* DATA SUPPLIED
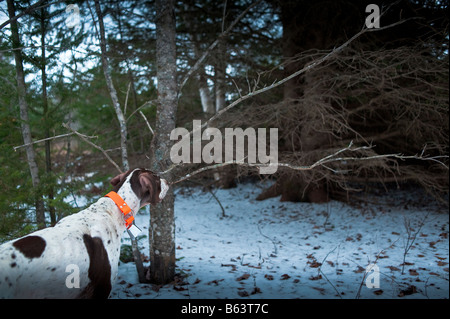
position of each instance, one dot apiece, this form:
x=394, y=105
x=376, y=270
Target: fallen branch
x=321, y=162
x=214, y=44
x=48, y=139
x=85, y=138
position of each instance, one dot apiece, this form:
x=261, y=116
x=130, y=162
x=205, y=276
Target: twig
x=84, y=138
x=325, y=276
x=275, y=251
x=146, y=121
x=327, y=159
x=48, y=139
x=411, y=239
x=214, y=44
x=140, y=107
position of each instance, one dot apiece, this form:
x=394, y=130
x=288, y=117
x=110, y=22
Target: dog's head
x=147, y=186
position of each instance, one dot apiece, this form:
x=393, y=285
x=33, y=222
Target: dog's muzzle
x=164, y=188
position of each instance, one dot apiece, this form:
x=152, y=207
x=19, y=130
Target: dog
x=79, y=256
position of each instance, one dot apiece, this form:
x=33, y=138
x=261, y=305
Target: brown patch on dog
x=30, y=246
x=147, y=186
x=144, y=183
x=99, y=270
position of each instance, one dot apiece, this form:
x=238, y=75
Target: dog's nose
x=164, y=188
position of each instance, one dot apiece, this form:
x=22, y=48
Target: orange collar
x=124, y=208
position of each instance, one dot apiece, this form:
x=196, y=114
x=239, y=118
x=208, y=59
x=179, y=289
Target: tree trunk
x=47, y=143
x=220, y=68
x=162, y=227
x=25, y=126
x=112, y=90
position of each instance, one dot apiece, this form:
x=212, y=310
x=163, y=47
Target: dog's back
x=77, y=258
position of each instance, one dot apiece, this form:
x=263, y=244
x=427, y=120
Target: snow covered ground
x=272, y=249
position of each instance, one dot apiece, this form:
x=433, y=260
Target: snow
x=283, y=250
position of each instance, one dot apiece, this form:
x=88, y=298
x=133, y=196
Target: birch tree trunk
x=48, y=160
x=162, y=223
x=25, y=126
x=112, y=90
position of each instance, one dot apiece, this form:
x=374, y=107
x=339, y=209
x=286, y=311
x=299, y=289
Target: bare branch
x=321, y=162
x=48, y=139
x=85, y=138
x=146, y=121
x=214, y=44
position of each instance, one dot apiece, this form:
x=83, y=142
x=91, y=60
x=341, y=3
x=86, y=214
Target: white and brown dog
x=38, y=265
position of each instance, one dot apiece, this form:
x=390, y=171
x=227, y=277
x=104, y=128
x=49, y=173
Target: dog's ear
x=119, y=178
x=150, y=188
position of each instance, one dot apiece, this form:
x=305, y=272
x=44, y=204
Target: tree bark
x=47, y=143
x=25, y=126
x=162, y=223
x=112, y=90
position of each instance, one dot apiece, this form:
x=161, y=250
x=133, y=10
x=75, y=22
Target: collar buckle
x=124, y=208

---

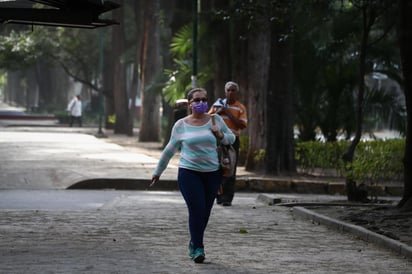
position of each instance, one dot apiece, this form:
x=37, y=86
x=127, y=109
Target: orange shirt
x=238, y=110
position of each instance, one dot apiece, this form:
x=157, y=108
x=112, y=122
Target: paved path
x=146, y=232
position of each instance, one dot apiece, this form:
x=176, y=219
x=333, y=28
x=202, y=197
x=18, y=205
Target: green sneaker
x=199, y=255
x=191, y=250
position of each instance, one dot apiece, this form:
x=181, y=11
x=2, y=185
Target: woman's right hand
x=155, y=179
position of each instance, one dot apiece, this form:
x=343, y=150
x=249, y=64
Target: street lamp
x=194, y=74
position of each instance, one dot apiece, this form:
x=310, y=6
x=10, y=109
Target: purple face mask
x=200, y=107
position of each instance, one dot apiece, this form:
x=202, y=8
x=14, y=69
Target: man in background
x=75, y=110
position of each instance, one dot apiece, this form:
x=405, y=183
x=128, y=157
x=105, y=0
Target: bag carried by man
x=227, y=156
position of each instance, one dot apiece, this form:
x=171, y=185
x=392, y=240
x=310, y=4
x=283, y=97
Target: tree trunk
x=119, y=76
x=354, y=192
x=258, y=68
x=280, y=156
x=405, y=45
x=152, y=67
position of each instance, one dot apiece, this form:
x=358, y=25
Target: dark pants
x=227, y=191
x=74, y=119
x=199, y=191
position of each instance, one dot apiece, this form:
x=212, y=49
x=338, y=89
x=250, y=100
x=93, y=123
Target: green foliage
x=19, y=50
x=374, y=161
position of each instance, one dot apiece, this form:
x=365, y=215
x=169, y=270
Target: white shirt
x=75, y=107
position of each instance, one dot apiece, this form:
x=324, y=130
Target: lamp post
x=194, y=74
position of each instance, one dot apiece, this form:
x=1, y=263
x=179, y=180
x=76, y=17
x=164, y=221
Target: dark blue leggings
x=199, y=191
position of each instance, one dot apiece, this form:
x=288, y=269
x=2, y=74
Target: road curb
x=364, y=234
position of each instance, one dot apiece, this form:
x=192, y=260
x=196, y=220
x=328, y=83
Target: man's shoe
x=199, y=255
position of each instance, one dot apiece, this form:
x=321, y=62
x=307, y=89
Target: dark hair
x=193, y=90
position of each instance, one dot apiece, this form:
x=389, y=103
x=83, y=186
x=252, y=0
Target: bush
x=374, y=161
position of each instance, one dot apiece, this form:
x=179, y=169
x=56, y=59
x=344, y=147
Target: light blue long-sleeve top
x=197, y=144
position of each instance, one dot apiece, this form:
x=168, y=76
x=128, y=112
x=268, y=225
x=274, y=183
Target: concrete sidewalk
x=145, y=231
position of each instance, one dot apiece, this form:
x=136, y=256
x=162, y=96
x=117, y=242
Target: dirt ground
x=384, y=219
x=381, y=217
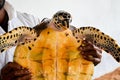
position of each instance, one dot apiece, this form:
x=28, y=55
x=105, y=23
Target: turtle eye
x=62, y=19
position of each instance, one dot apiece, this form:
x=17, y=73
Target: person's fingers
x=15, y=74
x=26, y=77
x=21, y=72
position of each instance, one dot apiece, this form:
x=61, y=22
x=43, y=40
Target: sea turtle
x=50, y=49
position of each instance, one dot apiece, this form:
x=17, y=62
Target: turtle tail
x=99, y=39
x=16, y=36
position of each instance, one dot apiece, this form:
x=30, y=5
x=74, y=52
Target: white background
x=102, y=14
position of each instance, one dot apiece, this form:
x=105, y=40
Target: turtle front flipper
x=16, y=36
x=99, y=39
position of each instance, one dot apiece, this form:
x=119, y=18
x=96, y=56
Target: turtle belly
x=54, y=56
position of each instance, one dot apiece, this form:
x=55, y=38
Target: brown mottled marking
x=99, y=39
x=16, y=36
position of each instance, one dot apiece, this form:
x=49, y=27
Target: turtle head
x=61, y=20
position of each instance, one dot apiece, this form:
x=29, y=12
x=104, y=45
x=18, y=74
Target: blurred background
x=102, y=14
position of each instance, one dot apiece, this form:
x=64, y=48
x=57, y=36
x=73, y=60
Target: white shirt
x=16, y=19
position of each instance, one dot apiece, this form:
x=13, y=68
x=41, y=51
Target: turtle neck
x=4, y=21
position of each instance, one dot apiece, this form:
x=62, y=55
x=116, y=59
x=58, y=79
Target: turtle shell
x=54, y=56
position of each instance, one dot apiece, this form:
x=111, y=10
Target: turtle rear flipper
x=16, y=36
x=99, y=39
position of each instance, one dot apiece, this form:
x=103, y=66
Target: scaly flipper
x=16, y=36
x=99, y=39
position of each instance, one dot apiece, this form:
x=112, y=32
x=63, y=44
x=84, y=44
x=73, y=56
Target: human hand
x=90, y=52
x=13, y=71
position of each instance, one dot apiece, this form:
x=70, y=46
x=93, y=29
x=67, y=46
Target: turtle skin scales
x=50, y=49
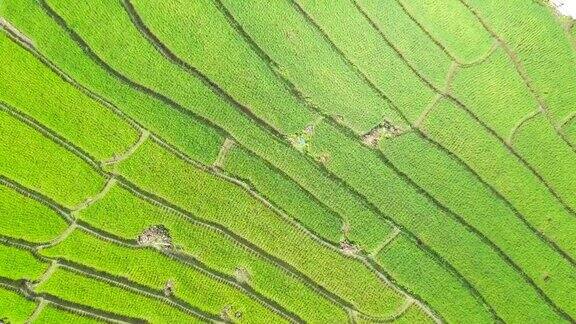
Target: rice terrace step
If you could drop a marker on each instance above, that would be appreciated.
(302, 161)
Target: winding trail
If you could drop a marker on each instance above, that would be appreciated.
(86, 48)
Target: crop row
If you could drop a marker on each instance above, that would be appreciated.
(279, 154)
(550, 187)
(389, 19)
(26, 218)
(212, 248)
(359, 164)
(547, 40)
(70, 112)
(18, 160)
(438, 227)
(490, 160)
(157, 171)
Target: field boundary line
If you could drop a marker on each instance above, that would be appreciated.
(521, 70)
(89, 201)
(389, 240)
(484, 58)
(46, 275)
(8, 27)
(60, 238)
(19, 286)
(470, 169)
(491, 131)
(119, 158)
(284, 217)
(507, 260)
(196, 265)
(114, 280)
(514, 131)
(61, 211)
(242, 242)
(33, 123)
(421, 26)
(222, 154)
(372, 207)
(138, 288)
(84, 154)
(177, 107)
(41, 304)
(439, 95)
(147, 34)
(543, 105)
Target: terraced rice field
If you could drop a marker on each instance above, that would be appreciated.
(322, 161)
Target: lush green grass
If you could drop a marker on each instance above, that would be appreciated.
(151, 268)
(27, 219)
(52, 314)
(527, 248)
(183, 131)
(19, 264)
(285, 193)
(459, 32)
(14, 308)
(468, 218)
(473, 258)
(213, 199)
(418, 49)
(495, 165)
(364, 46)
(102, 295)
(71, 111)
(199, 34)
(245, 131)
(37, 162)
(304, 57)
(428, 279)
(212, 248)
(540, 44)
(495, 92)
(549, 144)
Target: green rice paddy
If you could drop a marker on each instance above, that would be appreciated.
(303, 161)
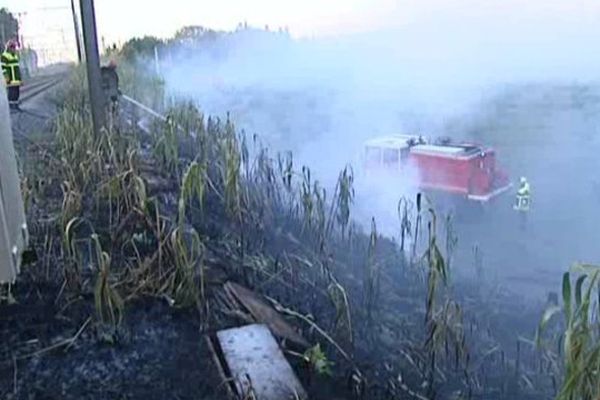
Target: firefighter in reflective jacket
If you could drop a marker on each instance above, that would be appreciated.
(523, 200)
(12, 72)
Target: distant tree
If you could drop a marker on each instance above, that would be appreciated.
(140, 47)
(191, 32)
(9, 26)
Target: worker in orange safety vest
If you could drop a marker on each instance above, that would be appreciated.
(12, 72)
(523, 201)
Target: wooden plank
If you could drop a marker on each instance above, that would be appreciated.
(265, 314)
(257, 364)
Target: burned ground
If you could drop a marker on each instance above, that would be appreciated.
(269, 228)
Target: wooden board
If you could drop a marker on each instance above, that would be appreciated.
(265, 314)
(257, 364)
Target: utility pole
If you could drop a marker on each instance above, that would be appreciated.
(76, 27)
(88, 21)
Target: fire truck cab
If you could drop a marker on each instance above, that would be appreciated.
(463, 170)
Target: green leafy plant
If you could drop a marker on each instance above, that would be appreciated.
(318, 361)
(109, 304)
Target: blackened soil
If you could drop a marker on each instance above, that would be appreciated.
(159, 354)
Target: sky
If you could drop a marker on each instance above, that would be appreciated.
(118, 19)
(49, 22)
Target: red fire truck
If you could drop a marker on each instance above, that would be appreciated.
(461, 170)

==

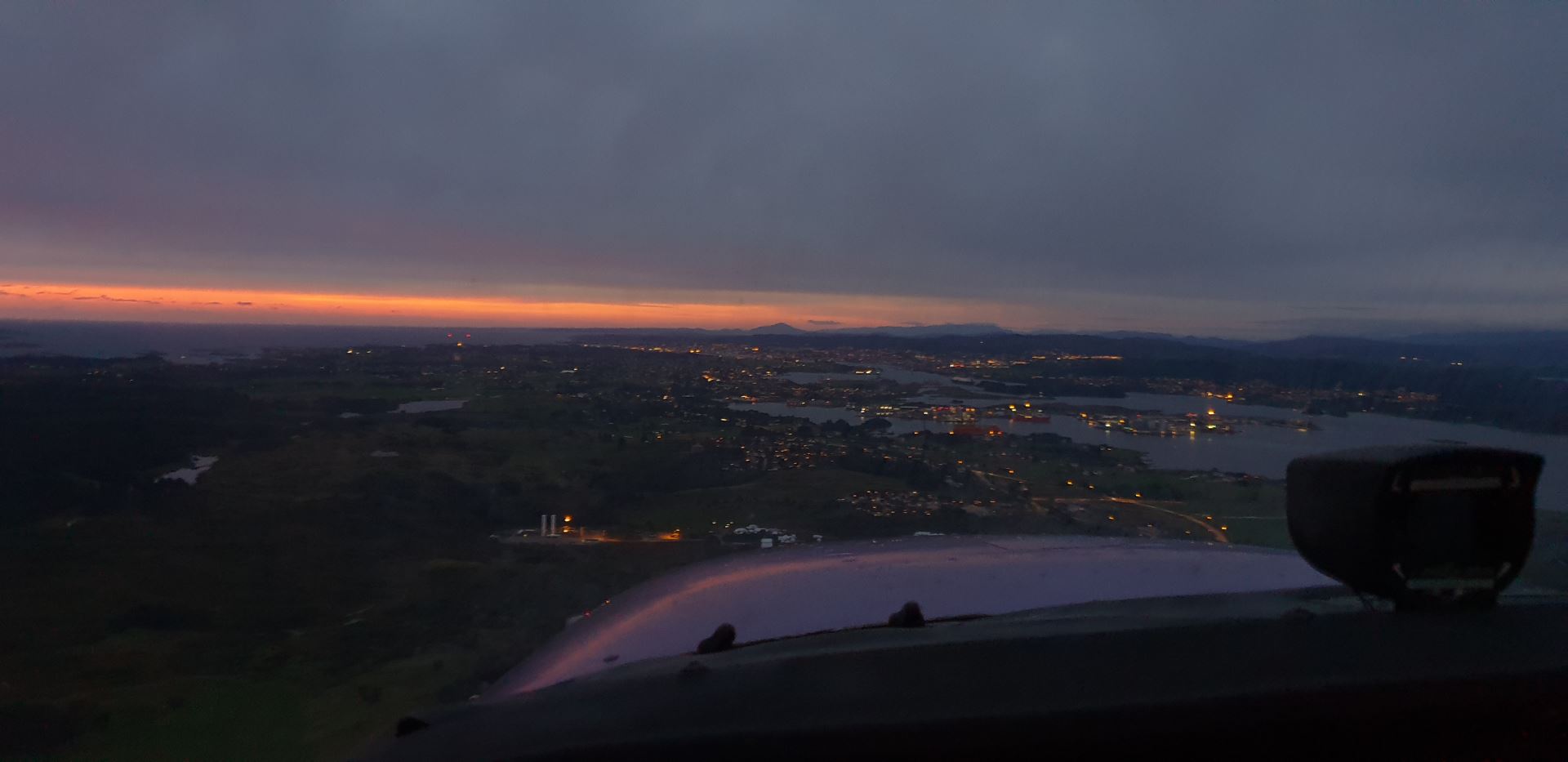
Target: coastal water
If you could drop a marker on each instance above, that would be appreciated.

* YOUR OBJECTIVE
List every line in the data above that contains the word "background", copying each one in full. Match case exactly.

* RESPONSE TO THIS EXERCISE
Target: man in background
Target: white background
Target: blurred background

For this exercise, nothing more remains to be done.